▸ **EXERCISE**:
Gather all lines in the entries below that include the word "positive".

▸ **DATA TO EXAMINE**:
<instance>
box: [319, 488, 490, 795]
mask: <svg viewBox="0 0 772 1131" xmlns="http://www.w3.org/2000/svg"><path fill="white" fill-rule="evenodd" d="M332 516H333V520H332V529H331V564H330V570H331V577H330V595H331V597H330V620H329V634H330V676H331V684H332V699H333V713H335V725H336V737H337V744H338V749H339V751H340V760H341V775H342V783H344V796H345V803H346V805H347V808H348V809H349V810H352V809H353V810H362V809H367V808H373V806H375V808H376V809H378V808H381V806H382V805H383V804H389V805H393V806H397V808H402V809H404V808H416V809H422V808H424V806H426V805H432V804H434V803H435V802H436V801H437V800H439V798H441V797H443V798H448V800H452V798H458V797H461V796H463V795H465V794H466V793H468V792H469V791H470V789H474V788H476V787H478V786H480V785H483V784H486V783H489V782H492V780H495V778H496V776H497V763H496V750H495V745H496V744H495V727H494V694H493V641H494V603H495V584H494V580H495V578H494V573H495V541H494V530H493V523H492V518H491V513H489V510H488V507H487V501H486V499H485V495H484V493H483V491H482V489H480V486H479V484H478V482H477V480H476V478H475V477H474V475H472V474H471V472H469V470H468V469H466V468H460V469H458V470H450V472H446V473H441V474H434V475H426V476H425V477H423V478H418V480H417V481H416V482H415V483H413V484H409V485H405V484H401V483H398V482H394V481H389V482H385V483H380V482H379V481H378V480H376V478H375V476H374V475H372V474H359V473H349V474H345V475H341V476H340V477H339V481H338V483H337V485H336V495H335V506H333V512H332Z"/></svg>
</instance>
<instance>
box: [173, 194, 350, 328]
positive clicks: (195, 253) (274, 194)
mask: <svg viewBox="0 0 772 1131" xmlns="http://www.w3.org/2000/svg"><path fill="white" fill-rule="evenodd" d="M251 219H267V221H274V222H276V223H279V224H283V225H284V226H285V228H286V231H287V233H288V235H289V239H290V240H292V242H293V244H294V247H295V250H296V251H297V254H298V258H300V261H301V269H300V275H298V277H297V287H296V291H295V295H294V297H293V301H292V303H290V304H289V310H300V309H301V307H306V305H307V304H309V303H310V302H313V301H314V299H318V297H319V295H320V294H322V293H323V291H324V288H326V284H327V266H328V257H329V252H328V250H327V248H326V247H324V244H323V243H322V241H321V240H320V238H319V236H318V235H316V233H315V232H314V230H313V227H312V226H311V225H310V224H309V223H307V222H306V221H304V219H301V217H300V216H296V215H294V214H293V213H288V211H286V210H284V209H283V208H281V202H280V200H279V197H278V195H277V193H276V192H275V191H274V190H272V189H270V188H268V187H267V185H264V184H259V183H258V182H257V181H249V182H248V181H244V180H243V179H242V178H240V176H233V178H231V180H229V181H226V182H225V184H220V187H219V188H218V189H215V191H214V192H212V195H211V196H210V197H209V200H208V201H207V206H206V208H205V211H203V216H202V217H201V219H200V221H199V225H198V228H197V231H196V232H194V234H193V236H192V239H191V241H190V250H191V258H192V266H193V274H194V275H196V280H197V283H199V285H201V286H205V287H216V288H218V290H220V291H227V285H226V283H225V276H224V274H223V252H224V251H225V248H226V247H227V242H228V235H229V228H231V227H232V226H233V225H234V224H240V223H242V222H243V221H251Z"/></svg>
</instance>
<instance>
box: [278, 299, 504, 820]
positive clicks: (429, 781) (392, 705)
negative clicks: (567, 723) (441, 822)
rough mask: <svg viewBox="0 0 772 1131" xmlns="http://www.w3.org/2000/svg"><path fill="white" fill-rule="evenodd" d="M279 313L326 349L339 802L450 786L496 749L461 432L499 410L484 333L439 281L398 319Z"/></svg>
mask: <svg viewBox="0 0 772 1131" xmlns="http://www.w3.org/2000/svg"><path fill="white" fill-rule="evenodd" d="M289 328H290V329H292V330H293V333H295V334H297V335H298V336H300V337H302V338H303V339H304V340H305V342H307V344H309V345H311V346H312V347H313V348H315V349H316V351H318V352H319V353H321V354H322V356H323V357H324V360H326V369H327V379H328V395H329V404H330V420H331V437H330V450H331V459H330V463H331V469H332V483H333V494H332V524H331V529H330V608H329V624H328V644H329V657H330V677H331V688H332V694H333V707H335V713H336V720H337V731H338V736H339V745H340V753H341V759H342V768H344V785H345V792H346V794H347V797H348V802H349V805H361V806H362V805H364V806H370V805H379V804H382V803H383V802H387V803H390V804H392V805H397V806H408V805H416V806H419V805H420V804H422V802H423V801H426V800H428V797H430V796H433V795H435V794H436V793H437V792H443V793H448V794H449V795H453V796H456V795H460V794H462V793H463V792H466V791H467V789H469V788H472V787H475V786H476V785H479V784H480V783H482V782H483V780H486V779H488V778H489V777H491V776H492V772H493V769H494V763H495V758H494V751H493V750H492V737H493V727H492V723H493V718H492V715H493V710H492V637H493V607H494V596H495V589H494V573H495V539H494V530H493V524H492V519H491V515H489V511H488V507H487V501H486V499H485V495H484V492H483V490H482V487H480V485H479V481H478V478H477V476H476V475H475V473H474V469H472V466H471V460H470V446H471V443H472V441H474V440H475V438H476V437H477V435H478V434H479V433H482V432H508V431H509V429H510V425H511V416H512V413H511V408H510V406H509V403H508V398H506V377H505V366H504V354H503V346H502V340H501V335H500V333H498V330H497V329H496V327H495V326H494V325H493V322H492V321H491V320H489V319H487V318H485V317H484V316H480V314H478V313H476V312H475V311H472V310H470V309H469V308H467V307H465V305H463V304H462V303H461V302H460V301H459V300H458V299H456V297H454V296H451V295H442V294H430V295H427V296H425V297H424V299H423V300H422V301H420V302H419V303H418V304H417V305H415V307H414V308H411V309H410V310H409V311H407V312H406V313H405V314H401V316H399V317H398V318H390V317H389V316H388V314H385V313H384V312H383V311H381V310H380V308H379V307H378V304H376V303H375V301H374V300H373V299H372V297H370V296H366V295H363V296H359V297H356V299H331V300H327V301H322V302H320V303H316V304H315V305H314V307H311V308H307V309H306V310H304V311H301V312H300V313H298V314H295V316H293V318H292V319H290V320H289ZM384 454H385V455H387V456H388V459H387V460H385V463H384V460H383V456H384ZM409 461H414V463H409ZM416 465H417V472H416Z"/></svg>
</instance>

▸ **WRITTEN SOLUTION**:
positive clicks: (195, 253) (274, 194)
positive clicks: (429, 781) (392, 705)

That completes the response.